══ SUPPLIED PASSAGE ══
I'm trying to understand the momentum distribution in a 1 to 2 body particle decay.

A statement which I'm trying to verify is that in situations with uneven masses for the daughter particles, the heavier particle will have higher momentum in real experiments which produce the parent particle with some initial momentum. Of course in the rest frame of the decay, there must be momentum balance, so this is equal to the statement that the heavier particle will gain more momentum in the boost from the rest frame of the parent to the lab frame.

You can work out the kinematics and see that the energy of a daughter $i$ is

$$ E_i = \frac{M^2 + m_i^2 - m_j^2}{2M} $$

where $m_j$ is the mass of the other daughter. Of course the momentum must be $p_i = \sqrt{E_i^2 -m_i^2} $. I'm having a very hard time with the algebra to show that under a lorentz boost

$$ (E_i, p_i) \rightarrow (\gamma E_i - \gamma \beta p_i, \gamma p_i - \gamma \beta E_i) $$

that $\left| p_i \right|>\left| p_j \right|$ if $m_i > m_j$. My strategy has been to try and show that $p'_{i} - p'_{j} \lt 1$, which boils down to showing that

$$ \frac{\beta}{M}(m_i^2 - m_j^2) \lt p_i - p_j, $$

but I am finding this very challenging to show since $p_i$ and $p_j$ are quite nasty. Is there a more clever way to understand this, or does anyone know of a derivation of this result I could study?
═══
### REQUIREMENT
Write out the two-body decay question above word for word, keeping every formula unchanged.
══ DATASET CONTENT ══
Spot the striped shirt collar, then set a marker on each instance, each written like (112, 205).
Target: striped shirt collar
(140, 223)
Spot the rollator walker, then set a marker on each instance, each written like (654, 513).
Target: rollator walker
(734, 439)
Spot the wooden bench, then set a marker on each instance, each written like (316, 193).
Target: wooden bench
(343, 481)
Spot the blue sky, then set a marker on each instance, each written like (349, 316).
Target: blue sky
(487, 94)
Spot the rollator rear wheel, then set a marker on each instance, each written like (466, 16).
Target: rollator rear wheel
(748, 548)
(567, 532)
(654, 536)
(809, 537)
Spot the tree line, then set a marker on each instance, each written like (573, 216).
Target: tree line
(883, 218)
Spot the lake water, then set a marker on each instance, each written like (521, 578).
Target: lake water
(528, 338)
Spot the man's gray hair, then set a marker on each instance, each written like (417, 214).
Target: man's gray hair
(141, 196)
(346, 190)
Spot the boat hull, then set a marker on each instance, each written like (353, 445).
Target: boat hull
═══
### OUTPUT
I'm trying to understand the momentum distribution in a 1 to 2 body particle decay.

A statement which I'm trying to verify is that in situations with uneven masses for the daughter particles, the heavier particle will have higher momentum in real experiments which produce the parent particle with some initial momentum. Of course in the rest frame of the decay, there must be momentum balance, so this is equal to the statement that the heavier particle will gain more momentum in the boost from the rest frame of the parent to the lab frame.

You can work out the kinematics and see that the energy of a daughter $i$ is

$$ E_i = \frac{M^2 + m_i^2 - m_j^2}{2M} $$

where $m_j$ is the mass of the other daughter. Of course the momentum must be $p_i = \sqrt{E_i^2 -m_i^2} $. I'm having a very hard time with the algebra to show that under a lorentz boost

$$ (E_i, p_i) \rightarrow (\gamma E_i - \gamma \beta p_i, \gamma p_i - \gamma \beta E_i) $$

that $\left| p_i \right|>\left| p_j \right|$ if $m_i > m_j$. My strategy has been to try and show that $p'_{i} - p'_{j} \lt 1$, which boils down to showing that

$$ \frac{\beta}{M}(m_i^2 - m_j^2) \lt p_i - p_j, $$

but I am finding this very challenging to show since $p_i$ and $p_j$ are quite nasty. Is there a more clever way to understand this, or does anyone know of a derivation of this result I could study?